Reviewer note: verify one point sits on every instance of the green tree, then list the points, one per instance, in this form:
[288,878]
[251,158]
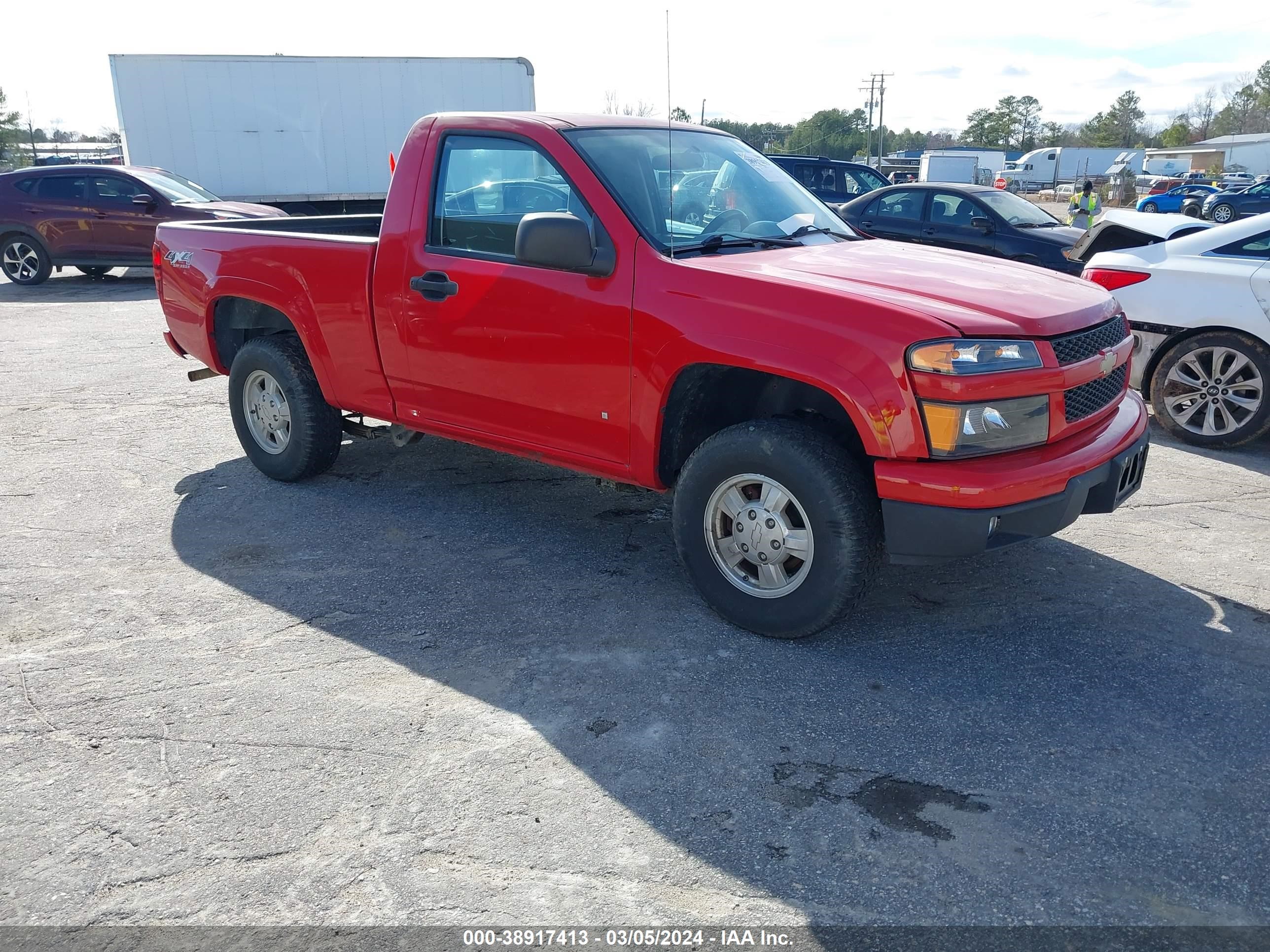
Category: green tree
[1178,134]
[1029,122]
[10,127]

WHAT IS BEING ASKED — Apart from the images, please copy every line of the data exactly as written.

YOUR RESPONSE —
Reviewer note: verify one point sits on every instance of the green tree, then list the points, one per instance, in this form:
[288,878]
[251,158]
Category: green tree
[1178,134]
[1029,122]
[10,127]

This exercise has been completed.